§ **What you have to do**
Update the lines from the first one through the line with "100 L 34 113" by replacing "outline" with "contour", changing nothing else. Output only those lines.

§ **Provided entries**
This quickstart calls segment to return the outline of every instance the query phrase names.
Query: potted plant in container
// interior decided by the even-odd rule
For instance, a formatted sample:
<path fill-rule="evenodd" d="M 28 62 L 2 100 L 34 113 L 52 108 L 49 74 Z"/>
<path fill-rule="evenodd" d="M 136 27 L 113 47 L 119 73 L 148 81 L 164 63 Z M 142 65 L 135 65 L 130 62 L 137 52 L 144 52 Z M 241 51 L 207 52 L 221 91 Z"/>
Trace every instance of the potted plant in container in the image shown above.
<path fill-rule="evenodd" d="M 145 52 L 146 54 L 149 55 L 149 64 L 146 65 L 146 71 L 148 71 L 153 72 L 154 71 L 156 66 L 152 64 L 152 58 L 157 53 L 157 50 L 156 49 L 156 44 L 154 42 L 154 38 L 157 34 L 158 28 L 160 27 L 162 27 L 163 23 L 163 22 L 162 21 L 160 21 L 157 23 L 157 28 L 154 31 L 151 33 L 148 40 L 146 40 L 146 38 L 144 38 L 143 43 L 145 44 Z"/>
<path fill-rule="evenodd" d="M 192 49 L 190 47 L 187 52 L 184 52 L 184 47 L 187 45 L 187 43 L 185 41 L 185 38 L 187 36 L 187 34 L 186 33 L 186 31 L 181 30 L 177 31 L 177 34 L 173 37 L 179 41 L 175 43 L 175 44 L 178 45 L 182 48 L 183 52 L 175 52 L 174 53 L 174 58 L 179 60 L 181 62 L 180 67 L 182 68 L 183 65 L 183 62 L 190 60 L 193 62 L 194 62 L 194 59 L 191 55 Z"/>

§ **Result**
This quickstart calls segment to return the contour of every instance the query phrase names.
Query: potted plant in container
// interior decided by the even-odd rule
For instance, a formatted sample:
<path fill-rule="evenodd" d="M 28 62 L 2 100 L 34 113 L 52 108 L 49 74 Z"/>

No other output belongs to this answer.